• ACTIVITY: Output all entries precisely and leave out the pictures.

━━━━━━━━

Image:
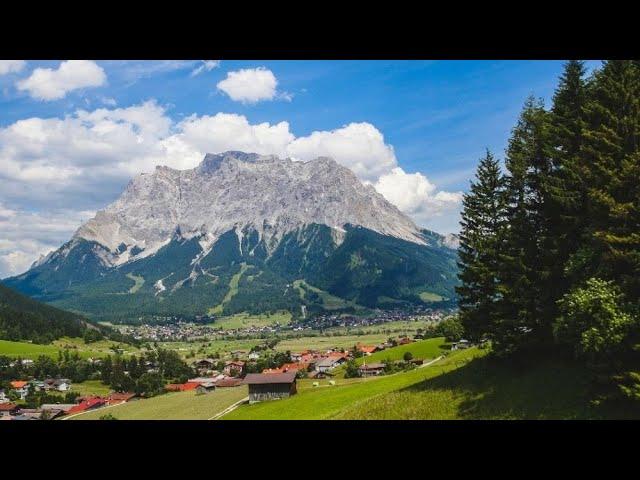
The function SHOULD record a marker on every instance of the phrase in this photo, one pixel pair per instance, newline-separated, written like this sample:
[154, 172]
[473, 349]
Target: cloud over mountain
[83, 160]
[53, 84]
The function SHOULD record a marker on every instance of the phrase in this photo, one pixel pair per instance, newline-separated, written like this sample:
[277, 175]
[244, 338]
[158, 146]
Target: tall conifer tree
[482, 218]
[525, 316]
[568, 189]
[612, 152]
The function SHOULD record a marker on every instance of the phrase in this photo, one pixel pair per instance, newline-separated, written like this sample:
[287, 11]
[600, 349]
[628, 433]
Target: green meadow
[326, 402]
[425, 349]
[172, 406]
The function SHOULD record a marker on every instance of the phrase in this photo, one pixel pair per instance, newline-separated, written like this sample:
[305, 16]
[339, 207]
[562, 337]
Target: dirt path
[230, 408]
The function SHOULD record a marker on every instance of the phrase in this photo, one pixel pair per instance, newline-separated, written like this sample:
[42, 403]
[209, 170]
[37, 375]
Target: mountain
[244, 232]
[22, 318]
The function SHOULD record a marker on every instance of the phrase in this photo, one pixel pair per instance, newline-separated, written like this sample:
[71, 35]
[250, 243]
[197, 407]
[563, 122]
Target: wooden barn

━━━━━━━━

• SOLUTION FOR THIS PROBLEM:
Image:
The function SHOULD record a marker on every instance of the phrase in this photo, one pixel pair per instance, newline-separated, written like this sample:
[154, 172]
[473, 349]
Target: cloud over mountain
[83, 160]
[53, 84]
The function SHOULD record a marker on every instance of the phrase in this photo, one pixel pair per instance, newline-separated, written like this sample:
[277, 175]
[244, 338]
[158, 146]
Target: tall conifer tree
[482, 218]
[525, 316]
[568, 189]
[612, 152]
The function SHOULD record a marker on every instance of the phrase in this photo, one pixel pair per instance, newline-separated, written like this sample:
[287, 11]
[600, 349]
[628, 433]
Target: green meadow
[326, 402]
[425, 349]
[172, 406]
The function SHOULD record a marker on every instance of the phrase in this photo, one pixel pair per instance, newline-separated, written like this sample:
[305, 16]
[339, 207]
[562, 337]
Target: dirt path
[230, 408]
The function SHOULD record a marker on every instance of the phrase in this photo, one pixel pair per instance, newline-separated, written like this sample:
[42, 403]
[209, 170]
[37, 375]
Target: mountain
[244, 232]
[22, 318]
The function SHOULD record a marker on every instance of the phrase in this photo, one pixel pair per instance, newline-separated, written like this sample:
[71, 35]
[250, 243]
[197, 407]
[563, 122]
Target: wooden barn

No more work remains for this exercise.